* [YOUR ASSIGNMENT]:
Nothing but the lines from the first line of the records below to the line holding "spot the wooden floor." belongs in the answer, copied exactly and without pictures.

* [DATASET RECORDS]:
----------------------------------------
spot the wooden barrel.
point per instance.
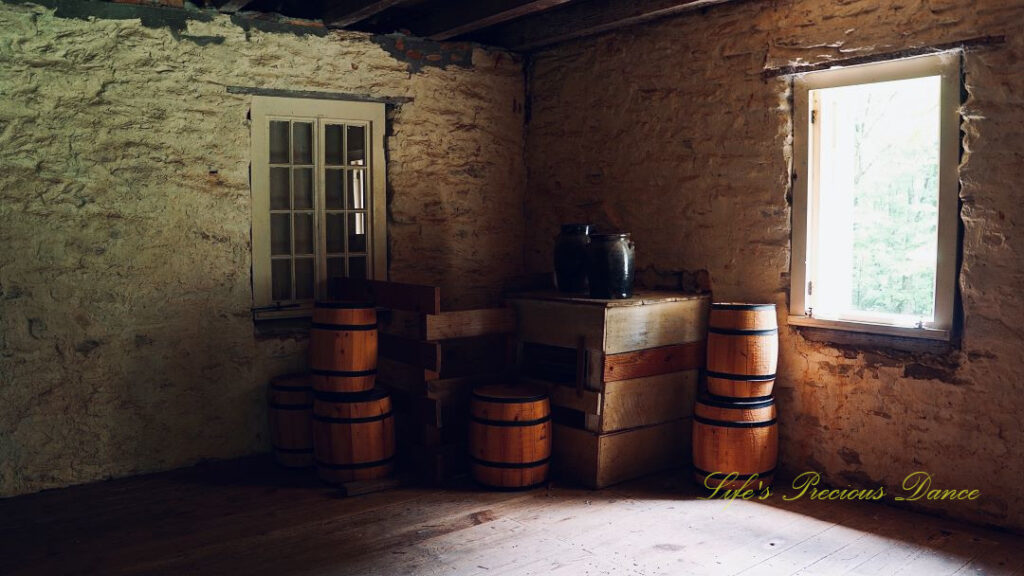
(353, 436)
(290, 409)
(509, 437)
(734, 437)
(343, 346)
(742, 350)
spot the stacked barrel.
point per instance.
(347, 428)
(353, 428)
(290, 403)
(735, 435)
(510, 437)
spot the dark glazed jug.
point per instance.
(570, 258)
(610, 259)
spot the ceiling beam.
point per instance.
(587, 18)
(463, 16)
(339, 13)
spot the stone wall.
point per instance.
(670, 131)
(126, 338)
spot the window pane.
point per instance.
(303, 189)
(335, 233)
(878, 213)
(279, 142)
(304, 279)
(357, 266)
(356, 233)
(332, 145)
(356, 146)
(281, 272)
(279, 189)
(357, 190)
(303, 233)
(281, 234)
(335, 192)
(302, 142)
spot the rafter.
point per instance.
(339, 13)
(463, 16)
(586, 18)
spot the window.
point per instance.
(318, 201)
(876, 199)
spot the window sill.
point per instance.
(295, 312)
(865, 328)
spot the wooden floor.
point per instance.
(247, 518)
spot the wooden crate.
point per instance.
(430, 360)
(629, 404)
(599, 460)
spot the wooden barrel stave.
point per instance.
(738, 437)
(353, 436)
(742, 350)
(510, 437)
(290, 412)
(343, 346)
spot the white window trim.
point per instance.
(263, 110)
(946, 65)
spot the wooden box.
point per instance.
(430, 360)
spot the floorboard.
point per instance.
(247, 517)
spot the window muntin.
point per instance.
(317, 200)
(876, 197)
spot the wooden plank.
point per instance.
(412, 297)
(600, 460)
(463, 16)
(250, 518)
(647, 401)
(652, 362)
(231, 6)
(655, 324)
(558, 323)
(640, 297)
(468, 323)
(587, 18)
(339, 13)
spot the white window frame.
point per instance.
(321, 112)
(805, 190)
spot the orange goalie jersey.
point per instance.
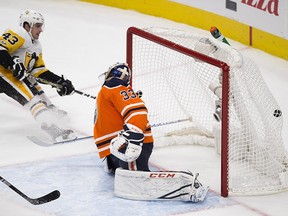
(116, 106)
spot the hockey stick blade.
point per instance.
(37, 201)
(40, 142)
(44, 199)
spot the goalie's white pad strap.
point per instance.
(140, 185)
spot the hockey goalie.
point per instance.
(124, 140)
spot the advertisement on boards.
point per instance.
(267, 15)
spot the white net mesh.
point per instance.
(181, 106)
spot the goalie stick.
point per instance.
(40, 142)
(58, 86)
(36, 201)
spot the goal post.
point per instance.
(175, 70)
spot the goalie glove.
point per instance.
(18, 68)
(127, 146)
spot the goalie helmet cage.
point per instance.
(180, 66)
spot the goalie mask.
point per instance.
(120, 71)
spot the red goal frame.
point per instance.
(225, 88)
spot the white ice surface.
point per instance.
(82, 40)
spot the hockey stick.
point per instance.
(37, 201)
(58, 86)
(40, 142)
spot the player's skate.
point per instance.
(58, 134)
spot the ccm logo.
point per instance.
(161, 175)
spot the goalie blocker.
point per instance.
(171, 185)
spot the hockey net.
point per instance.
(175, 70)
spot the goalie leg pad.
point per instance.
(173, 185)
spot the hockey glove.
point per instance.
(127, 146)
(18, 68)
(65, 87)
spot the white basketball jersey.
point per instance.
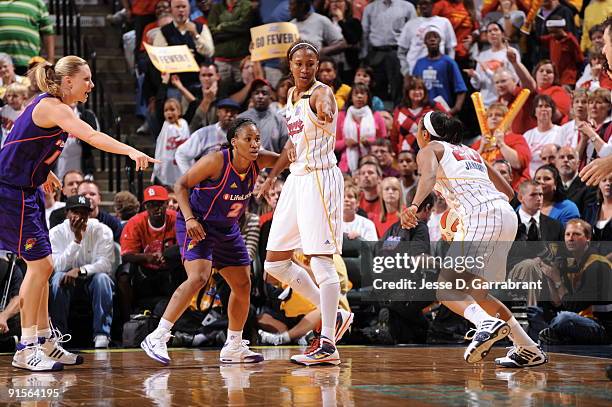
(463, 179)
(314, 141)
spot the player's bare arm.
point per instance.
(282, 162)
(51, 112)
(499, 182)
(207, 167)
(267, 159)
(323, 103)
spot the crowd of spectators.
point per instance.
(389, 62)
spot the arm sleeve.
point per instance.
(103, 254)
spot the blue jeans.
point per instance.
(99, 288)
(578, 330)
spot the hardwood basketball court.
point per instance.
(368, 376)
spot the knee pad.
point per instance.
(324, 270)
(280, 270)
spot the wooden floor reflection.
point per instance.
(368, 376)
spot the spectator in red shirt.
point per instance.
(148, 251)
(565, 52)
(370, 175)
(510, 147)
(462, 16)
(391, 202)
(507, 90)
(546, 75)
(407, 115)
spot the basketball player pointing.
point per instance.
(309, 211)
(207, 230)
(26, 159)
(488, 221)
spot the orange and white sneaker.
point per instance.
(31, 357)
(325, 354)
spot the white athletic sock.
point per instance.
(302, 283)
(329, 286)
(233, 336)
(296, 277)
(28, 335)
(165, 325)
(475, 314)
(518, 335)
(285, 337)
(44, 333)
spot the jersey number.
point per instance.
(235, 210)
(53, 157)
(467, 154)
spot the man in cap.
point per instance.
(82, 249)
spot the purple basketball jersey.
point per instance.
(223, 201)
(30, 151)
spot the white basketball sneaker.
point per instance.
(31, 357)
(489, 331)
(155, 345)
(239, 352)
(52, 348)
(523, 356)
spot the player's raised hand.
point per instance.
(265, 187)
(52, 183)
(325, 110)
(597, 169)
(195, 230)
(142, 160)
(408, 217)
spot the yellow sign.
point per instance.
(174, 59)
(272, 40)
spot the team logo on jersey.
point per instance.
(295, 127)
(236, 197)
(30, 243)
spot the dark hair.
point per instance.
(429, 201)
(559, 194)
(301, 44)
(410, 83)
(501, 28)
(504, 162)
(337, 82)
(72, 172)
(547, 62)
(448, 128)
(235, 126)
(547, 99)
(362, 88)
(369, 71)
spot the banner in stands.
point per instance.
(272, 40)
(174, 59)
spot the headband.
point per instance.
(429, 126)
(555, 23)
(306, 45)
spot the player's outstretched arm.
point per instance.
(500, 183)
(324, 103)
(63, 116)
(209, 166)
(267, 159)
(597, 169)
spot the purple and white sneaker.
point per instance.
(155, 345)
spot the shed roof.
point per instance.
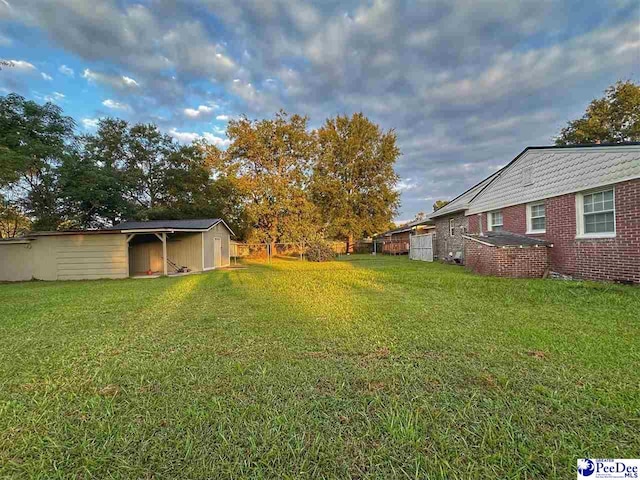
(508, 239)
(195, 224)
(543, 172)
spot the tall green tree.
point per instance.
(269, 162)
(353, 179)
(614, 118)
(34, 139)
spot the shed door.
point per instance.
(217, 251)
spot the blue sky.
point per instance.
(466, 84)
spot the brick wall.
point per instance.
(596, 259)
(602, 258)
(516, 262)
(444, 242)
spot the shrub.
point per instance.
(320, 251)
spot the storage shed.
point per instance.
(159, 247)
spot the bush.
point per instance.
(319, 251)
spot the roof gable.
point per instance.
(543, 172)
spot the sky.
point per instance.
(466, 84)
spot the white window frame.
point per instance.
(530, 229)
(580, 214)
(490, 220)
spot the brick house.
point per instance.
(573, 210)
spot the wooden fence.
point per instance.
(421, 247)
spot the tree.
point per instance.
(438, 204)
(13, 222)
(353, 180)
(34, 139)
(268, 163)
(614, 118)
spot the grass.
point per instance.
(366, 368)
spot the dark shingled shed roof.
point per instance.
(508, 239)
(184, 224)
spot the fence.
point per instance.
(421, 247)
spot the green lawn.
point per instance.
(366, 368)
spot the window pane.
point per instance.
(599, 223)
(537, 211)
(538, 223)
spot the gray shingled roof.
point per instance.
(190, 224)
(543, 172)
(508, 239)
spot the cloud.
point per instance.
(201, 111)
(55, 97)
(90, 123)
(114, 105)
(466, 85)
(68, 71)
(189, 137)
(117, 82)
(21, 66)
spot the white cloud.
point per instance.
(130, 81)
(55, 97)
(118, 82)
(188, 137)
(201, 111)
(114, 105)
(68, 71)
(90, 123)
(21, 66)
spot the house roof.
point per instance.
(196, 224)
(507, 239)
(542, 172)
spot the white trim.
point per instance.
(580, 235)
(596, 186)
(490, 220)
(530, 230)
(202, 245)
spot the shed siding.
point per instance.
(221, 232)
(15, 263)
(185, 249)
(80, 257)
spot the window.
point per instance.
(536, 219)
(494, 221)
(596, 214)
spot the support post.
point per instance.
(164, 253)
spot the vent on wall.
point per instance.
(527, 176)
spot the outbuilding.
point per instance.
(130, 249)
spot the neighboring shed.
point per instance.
----------------------------------------
* [EXERCISE OUTPUT]:
spot the wooden barrel.
point per instance.
(353, 436)
(290, 409)
(509, 437)
(734, 437)
(343, 346)
(742, 350)
spot the stacked barrel.
point per instance.
(347, 428)
(353, 428)
(290, 403)
(735, 435)
(510, 437)
spot the dark glazed jug.
point per instance.
(570, 258)
(610, 259)
spot the ceiling beam.
point per instance.
(587, 18)
(463, 16)
(339, 13)
spot the stone wall.
point per instance.
(670, 131)
(126, 338)
spot the window pane.
point per instance.
(303, 189)
(335, 233)
(878, 213)
(279, 142)
(304, 279)
(357, 266)
(356, 233)
(332, 145)
(356, 146)
(281, 272)
(279, 189)
(357, 190)
(303, 233)
(281, 234)
(335, 192)
(302, 142)
spot the rafter.
point per instance.
(339, 13)
(463, 16)
(586, 18)
spot the window.
point per instance.
(318, 201)
(876, 199)
spot the window sill.
point per instance.
(295, 312)
(865, 328)
spot the wooden floor.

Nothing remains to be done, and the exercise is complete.